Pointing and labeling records
↓↓↓
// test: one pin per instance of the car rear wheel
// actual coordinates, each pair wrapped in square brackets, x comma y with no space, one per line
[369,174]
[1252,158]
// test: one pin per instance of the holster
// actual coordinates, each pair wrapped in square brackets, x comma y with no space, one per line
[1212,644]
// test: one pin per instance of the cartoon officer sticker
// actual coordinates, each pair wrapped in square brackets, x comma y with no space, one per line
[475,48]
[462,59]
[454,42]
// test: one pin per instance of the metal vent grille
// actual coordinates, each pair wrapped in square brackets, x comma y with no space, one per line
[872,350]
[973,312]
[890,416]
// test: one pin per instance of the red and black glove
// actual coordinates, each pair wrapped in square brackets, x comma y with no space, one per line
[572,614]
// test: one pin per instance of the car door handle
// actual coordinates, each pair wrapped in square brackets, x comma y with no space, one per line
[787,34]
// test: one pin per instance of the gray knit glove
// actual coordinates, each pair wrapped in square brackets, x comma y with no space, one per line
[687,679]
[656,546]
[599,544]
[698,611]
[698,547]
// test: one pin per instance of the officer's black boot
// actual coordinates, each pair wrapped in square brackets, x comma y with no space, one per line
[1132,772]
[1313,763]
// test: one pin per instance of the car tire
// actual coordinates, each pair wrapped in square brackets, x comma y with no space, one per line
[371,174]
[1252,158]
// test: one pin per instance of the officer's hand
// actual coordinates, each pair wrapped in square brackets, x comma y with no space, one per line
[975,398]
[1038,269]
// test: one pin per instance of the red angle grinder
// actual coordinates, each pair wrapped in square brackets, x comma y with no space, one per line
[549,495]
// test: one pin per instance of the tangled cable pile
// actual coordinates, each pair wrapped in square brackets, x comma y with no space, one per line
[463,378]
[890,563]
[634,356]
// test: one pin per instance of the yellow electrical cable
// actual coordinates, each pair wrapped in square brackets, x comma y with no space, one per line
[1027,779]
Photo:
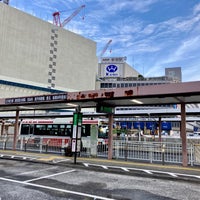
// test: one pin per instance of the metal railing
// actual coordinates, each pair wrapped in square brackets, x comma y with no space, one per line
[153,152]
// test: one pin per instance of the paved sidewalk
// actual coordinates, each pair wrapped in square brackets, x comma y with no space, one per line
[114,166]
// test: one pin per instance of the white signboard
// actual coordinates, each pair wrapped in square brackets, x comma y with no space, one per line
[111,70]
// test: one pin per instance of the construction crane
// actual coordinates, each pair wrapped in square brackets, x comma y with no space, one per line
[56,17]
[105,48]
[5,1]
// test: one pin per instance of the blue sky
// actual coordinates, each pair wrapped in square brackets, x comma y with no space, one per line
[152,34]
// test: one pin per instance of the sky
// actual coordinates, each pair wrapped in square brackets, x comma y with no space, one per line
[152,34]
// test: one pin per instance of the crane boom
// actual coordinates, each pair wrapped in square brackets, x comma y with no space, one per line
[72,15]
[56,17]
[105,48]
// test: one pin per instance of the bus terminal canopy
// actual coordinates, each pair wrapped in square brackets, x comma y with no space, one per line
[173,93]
↑↑↑
↓↓↓
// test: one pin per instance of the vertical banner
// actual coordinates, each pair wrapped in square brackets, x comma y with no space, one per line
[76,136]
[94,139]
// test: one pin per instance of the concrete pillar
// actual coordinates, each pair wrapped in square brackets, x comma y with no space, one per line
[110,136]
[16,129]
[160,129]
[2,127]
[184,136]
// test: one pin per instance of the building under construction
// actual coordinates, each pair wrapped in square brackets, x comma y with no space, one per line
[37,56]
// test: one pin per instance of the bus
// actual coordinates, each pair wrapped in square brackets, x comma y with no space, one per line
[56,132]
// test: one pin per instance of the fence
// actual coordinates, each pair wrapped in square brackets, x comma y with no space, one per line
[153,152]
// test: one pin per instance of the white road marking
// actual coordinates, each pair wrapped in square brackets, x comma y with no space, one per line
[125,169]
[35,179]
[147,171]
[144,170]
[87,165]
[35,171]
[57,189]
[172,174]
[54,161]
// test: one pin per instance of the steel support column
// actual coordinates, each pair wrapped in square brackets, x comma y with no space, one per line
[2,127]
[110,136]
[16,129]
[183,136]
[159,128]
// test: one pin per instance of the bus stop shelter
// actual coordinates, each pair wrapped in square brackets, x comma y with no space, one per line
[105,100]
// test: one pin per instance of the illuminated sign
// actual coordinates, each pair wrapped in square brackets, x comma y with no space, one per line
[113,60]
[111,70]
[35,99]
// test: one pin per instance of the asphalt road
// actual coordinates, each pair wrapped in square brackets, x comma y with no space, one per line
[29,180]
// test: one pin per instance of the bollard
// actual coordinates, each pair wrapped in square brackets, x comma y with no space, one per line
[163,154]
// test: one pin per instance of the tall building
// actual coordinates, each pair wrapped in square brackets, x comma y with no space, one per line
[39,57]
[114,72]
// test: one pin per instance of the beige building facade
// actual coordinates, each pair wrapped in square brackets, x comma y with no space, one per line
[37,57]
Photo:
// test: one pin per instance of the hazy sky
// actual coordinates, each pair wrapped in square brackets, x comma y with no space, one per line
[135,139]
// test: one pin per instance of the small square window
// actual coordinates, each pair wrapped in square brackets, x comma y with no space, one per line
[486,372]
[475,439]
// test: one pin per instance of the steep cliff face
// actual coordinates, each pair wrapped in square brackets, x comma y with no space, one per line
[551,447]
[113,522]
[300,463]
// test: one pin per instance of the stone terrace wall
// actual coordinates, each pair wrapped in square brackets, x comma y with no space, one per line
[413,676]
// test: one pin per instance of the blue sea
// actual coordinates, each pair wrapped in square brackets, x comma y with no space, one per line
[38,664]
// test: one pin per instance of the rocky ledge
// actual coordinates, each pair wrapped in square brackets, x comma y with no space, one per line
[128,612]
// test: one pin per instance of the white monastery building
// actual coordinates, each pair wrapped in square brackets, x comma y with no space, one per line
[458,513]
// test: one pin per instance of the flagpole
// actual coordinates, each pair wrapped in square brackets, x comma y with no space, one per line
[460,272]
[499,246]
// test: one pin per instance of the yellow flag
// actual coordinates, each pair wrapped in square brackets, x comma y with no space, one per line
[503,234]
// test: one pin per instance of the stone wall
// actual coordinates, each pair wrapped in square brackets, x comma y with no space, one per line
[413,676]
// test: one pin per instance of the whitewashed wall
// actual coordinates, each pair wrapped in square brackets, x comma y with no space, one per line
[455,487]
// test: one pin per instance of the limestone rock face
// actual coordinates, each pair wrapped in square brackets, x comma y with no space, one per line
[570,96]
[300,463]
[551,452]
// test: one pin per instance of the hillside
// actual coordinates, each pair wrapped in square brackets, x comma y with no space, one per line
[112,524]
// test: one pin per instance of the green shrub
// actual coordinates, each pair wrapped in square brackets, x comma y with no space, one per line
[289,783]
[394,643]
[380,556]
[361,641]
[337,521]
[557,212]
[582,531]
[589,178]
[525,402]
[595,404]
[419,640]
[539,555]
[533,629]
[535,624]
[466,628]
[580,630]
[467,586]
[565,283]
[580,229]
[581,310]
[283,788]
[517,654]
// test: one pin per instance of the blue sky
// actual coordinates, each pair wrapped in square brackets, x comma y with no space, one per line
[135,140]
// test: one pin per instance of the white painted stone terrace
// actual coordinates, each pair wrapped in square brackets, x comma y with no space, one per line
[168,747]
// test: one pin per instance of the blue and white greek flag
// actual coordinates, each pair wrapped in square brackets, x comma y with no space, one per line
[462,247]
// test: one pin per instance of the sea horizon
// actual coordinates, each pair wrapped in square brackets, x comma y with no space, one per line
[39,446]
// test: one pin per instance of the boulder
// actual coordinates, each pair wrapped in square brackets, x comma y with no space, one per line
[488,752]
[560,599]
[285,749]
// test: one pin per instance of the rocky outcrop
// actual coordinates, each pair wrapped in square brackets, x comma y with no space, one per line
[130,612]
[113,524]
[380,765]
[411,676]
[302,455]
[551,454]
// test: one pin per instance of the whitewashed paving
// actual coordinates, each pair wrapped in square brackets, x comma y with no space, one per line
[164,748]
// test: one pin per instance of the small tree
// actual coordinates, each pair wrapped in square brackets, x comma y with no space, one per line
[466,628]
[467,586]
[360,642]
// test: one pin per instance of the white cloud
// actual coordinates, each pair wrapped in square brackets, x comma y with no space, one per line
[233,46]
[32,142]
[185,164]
↑↑↑
↓↓↓
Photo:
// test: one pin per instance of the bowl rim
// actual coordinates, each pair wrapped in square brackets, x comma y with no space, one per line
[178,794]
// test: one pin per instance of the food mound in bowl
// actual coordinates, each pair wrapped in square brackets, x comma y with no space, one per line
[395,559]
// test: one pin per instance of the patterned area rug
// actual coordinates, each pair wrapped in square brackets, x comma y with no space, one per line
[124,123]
↑↑↑
PROMPT. Gather every line in the records above that contains the word "terrace" and list those lines.

THE RESULT.
// test: one pin per instance of the stone terrace wall
// test: one pin per instance of the white painted stone terrace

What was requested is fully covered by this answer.